→ **Objective**: Return the lines below word for word, leaving out the picture.

Data records:
** Start **

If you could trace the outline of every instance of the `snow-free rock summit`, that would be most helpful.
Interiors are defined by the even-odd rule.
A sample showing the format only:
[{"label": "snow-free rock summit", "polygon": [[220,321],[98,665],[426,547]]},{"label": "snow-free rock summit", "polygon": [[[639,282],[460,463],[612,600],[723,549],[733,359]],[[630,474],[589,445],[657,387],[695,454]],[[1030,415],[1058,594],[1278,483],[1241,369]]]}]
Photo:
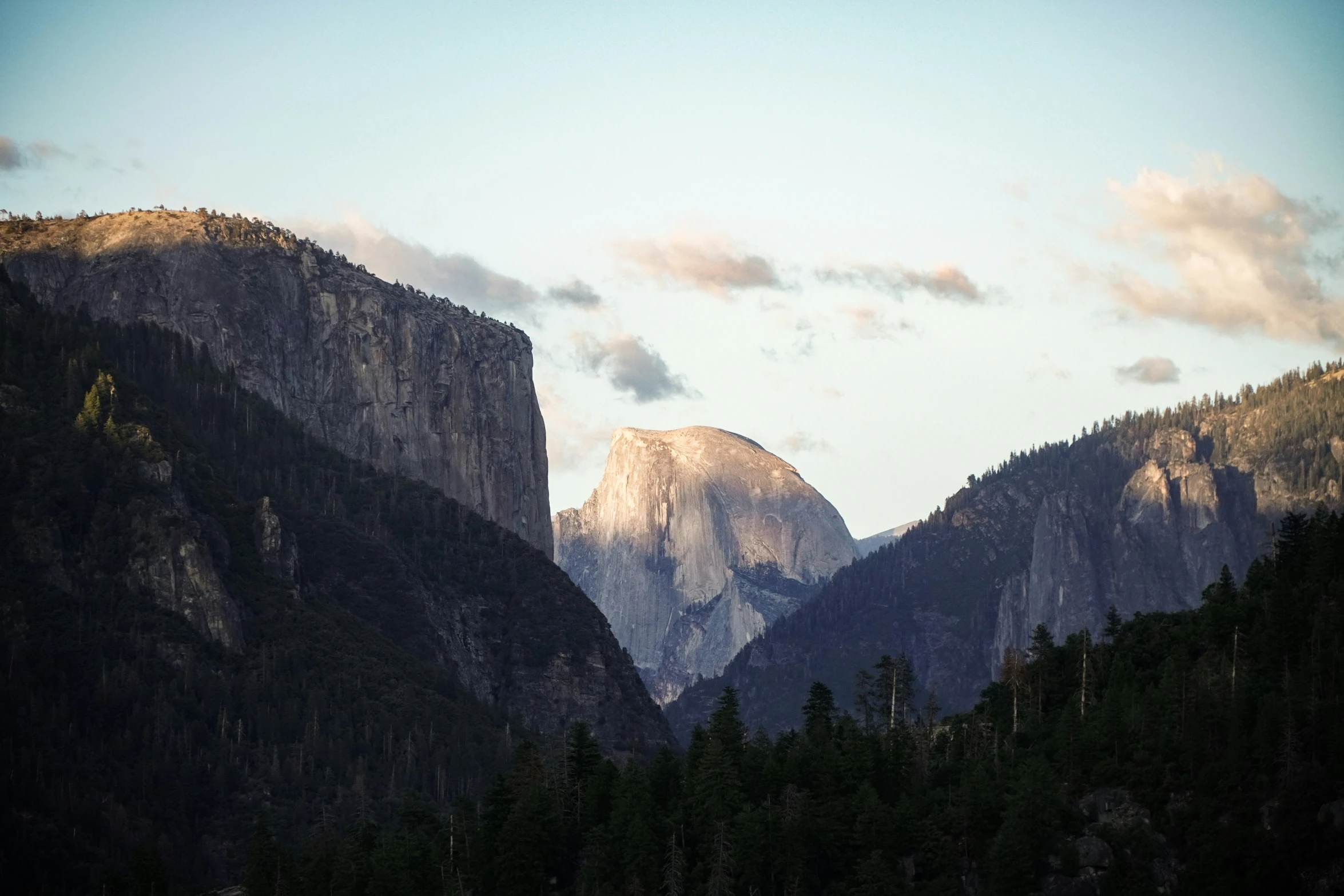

** End **

→ **The result**:
If you could trace the outline of every instance of the `snow-free rock summit`, that would be most helpful.
Interiors are defined by the even-odd rule.
A sample showing the format only:
[{"label": "snow-free rock summit", "polygon": [[220,321],[98,665],[426,547]]},{"label": "snow-free rock summit", "polygon": [[[639,282],[460,463],[612,600],[723,549],[733,359]],[[630,474],[589,445],[657,387],[695,454]],[[1030,415],[1058,594],[1278,483],[1241,369]]]}]
Photo:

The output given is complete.